» ПОСТАВЛЕННАЯ ЗАДАЧА A:
Ответьте по фрагменту о названии Крыма:
(i) Как звали трех жен Байраса?
(ii) С какой целью Кырым пришел на Зеленый Остров?
(iii) Что произошло с генуэзцами после завоевания острова?

» ФРАГМЕНТ ТЕКСТА:
Не большим правдоподобием отзывается татарское народное объяснение другого имени того же города – «Крым». В этом объяснении оно связывается с личностью одного героя, которому оно первоначально принадлежало. У ногайских татар существуют предания, имеющие характер национальных родословий. В одном таком предании говорится, что предок Ногайцев был Улус. Сын его Байрас имел трех жен: старшая жена называлась Ток-Саба, вторая – Тута-Ары, третья – Ак-Манклай. От первой и второй жен у него было по семь сыновей, от третьей два сына. Первым семи сыновьям мать их дала (общее) имя Етишкэ-Оглу, другим семи их матерью дано имя Еди-Сан, двум последним дано имя Гэльче. Оттого-то ногайцев и называют «детьми трех матерей». Общее же для всех их в совокупности имя «Татар-Тоб» и просто «Татар». Из этих-то татар один молодец, по имени Кырым, пришел на Зеленый Остров, который в то время был юртом франков. Кырым пришел для торговли, для каковой он потом отправился в Исламбул и являлся там к вельможам падишаха Исламбульского. Они спрашивали у Кырыма, что за местность, в которой он жил и откуда теперь прибыл. Кырым расхваливал все, что было на том Зеленом Острове – соль, сады, бакчи, горы, города, села, деревни. Тогдашний Исламбульский падишах предпринял поход, взял генуэзско-франкские владения на Зеленом Острове и завоевал тот остров. Из генуэзцев никого не осталось: они бежали, а жившие внутри страны приняли мусульманство и остались. Вот по имени того молодца Кырыма назван был Кырымом и Зеленый Остров по завоевании его. А молодец-то Кырым пошел к своему народу Татар-Тоб на прежних местах и стал приглашать его на Зеленый Остров. Большинство, послушав его слов, пожелало перебраться на Зеленый Остров; иные же отказались и не пошли. Тогда уходившие сказали им с укоризною: «Ну что вам доброго в том, что вы отстанете от нас»? По-татарски это так: «…нэ онггайсыз», отсюда и взялось будто бы прозвище Ногай[261].

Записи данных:
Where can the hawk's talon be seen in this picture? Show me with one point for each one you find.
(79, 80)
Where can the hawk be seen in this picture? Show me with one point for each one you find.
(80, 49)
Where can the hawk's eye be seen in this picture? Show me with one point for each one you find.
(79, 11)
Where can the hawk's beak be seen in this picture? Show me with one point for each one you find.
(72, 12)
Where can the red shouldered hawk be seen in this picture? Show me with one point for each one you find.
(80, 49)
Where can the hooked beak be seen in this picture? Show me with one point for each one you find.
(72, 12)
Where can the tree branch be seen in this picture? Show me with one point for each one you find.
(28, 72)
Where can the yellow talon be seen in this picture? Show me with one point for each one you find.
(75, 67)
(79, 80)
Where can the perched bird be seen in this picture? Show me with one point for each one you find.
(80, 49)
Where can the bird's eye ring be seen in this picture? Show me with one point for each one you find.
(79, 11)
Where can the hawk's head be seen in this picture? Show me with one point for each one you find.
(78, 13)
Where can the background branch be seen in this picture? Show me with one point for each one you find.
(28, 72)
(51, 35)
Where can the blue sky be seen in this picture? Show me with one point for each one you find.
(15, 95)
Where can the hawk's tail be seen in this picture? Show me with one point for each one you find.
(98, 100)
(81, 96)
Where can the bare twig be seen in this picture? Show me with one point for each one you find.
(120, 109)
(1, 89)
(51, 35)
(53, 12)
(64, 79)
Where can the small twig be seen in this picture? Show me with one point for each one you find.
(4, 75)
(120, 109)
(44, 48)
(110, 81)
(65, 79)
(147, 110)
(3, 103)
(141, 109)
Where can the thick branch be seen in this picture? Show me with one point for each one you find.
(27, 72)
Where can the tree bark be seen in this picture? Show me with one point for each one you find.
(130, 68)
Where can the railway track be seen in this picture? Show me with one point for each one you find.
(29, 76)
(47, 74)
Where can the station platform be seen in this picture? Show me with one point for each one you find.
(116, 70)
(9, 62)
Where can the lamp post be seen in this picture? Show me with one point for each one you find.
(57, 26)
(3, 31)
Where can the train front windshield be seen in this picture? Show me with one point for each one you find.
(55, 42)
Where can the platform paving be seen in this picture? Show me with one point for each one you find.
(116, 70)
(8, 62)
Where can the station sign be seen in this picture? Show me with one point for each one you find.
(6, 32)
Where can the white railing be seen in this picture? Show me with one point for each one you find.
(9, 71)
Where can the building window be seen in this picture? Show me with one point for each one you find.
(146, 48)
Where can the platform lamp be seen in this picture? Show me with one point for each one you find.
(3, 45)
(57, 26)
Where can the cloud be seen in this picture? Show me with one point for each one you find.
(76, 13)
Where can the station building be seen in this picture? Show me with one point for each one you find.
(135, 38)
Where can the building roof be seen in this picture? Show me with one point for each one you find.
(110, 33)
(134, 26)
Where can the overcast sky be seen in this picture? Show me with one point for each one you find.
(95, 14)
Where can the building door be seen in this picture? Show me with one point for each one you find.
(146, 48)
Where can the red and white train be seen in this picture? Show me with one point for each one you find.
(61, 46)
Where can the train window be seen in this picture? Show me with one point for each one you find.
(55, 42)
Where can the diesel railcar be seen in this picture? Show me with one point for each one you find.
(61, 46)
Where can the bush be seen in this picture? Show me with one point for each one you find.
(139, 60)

» ПОСТАВЛЕННАЯ ЗАДАЧА B: Оформите в виде CSV с двумя столбцами, «запрос» и «значение», часть списка от строки, содержащей «Where can the bush», до конца списка включительно. На каждый запрос отведите одну строку: текст запроса и ответ, каждый в одном поле в кавычках, переводы строк замените пробелами.

» РЕШЕНИЕ ЗАДАЧИ A:
(i) Ток-Саба, Тута-Ары и Ак-Манклай.
(ii) Для торговли.
(iii) Они бежали, а жившие внутри страны приняли мусульманство и остались.

» РЕШЕНИЕ ЗАДАЧИ B:
запрос,значение
"Where can the bush be seen in this picture? Show me with one point for each one you find.","(139, 60)"